### [WORK ORDER]
Copy the data exactly. Leave nothing out.

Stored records
★ ★ ★ ★ ★

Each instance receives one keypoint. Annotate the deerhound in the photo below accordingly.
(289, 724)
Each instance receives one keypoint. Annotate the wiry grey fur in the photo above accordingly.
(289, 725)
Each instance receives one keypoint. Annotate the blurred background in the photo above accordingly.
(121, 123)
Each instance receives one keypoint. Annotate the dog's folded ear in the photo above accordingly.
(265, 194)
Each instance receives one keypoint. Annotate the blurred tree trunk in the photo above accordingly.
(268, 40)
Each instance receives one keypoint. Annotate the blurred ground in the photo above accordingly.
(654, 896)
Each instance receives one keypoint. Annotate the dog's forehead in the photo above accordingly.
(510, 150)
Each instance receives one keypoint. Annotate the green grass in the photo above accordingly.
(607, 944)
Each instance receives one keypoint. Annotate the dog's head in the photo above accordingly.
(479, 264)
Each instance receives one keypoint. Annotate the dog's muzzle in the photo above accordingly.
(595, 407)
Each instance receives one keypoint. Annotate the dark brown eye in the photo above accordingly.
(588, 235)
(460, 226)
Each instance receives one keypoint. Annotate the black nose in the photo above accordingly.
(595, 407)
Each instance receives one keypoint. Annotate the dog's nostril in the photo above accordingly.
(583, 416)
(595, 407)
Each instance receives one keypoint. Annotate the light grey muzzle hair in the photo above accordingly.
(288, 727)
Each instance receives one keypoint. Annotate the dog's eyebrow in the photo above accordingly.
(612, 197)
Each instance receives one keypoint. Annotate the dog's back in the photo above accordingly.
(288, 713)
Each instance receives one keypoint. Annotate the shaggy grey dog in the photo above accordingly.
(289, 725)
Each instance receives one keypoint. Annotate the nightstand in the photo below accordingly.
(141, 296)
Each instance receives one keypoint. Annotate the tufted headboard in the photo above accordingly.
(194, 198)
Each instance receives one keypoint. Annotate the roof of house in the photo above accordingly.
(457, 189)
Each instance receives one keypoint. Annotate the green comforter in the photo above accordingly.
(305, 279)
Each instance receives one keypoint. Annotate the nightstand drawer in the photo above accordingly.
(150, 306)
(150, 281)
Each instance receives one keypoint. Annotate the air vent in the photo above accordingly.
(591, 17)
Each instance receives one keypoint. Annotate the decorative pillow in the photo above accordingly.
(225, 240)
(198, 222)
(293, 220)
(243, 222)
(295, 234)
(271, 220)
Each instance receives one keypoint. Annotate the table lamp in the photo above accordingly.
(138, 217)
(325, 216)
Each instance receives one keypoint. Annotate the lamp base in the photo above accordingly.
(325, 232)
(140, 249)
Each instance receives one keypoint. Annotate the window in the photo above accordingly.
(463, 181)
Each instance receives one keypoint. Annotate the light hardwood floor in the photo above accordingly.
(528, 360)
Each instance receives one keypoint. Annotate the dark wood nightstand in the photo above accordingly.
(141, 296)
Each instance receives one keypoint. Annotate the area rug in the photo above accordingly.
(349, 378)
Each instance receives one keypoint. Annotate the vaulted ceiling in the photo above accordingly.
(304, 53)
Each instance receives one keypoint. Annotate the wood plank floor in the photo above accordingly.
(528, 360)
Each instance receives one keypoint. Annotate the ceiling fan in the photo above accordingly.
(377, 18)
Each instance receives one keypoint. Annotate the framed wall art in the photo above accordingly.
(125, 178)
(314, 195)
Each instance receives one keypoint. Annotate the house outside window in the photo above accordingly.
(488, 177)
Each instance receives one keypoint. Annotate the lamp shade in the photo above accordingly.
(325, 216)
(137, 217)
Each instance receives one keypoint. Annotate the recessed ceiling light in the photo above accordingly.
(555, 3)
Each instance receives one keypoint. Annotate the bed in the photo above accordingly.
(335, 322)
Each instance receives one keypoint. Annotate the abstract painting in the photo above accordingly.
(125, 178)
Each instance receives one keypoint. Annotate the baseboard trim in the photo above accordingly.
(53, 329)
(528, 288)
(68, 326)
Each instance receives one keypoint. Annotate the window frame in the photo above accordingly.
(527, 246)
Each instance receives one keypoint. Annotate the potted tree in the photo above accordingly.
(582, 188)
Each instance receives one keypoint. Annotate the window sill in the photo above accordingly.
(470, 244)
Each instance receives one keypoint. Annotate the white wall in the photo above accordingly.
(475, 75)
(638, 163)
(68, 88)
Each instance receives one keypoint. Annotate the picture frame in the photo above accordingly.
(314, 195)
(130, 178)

★ ★ ★ ★ ★

### [TASK SOLUTION]
Each instance receives one keypoint. Annotate the deerhound in the photo below accordingly.
(289, 724)
Each instance receives one keypoint. Annotate the wiry grey fur in the photo above accordingly.
(289, 725)
Each instance receives one keypoint. Annotate the blurred background in the photo above accordingly.
(121, 123)
Each instance receives one keypoint. Annotate the dog's folded ear in the photo above accordingly.
(265, 194)
Each instance receives one keypoint. Annotate the blurred tree trunk in the photo above accordingly.
(268, 40)
Each instance receives one keypoint. Annotate the blurred ground in the photo above accordingly.
(654, 896)
Each instance receives one keypoint. Annotate the dog's forehead in the photo above accordingly.
(510, 150)
Each instance receives one keypoint. Annotate the green grass in the photo above accordingly.
(607, 944)
Each instance receives one keypoint. Annotate the dog's head in the photo above accordingly.
(479, 264)
Each instance receives one keypoint. Annotate the dog's muzzle in the photo above accordingly.
(595, 407)
Each instance receives one keypoint. Annotate the dark brown eye in the photo above accordingly.
(588, 235)
(460, 226)
Each instance receives one keypoint. Annotate the black nose in the photo above accordingly.
(595, 407)
Each instance receives one keypoint. Annotate the dog's nostril in the photo above accordingly.
(583, 416)
(595, 407)
Each instance receives one keypoint. Annotate the light grey muzzle hair in the photo above accordingly.
(288, 727)
Each instance receives one keypoint. Annotate the dog's eyebrow in the photo above accordingly.
(612, 197)
Each instance receives one keypoint. Annotate the dog's back in the photo above accordingly.
(288, 713)
Each instance receives one keypoint. Annotate the shaggy grey dog in the photo above accordingly.
(289, 725)
Each instance receives one keypoint. Annotate the nightstand in the photo below accordingly.
(141, 296)
Each instance receives one keypoint. Annotate the tufted headboard in the photo above accordingly.
(194, 198)
Each instance receives one keypoint. Annotate the roof of house in the photo above accordingly.
(457, 189)
Each instance receives one keypoint. Annotate the green comforter in the photo above accordingly.
(305, 279)
Each instance receives one keypoint. Annotate the nightstand drawer in the photo above accordingly.
(150, 306)
(150, 281)
Each instance receives one keypoint. Annotate the air vent in the photo above accordingly.
(591, 17)
Each instance receives one keypoint. Annotate the decorative pillow in the photo above accordingly.
(225, 240)
(198, 222)
(293, 220)
(243, 222)
(295, 234)
(271, 220)
Each instance receives one keypoint. Annotate the table lamp in the photo above accordingly.
(138, 217)
(325, 216)
Each instance receives one keypoint. Annotate the lamp base in the photo above accordingly.
(325, 232)
(140, 249)
Each instance receives one keypoint. Annotate the window in the photo above accordingly.
(463, 181)
Each instance receives one keypoint. Annotate the light hardwood floor in the photo above accordingly.
(528, 360)
Each instance receives one keypoint. Annotate the dark wood nightstand in the photo above accordingly.
(141, 296)
Each instance receives one keypoint. Annotate the area rug in the photo above accordingly.
(349, 378)
Each instance receives one keypoint. Annotate the vaulted ceiling in the photo above accordingly.
(304, 53)
Each instance receives one keypoint. Annotate the wood plank floor in the photo above accordingly.
(528, 360)
Each instance receives one keypoint. Annotate the ceiling fan in the photo above accordingly.
(377, 18)
Each instance receives one keypoint. Annotate the framed wall art in the photo above accordingly.
(125, 178)
(314, 195)
Each instance receives one keypoint. Annotate the house outside window in the photo above accordingly.
(488, 177)
Each instance receives one keypoint. Annotate the lamp shade in the photo above accordingly.
(325, 216)
(137, 217)
Each instance receives one keypoint. Annotate the recessed ceiling light in the photo above accordingly.
(555, 3)
Each instance receives one keypoint. Annotate the bed in the photo above accordingly.
(335, 322)
Each instance receives one keypoint. Annotate the abstract painting in the photo above accordingly.
(125, 178)
Each instance receives one keypoint. Annotate the baseboard trim in the photo above accordingly.
(53, 329)
(528, 288)
(68, 326)
Each instance receives one keypoint. Annotate the window frame in the photo above accordingly.
(527, 246)
Each instance receives one keypoint. Annotate the potted tree in the photo above accordingly.
(582, 188)
Each instance receives one keypoint. Annotate the window sill in the photo above accordingly.
(470, 244)
Each instance receives one keypoint. Annotate the white wall in the photo above accordingly.
(475, 75)
(638, 163)
(68, 88)
Each instance receives one keypoint. Annotate the picture frame in the photo above accordingly.
(314, 195)
(130, 178)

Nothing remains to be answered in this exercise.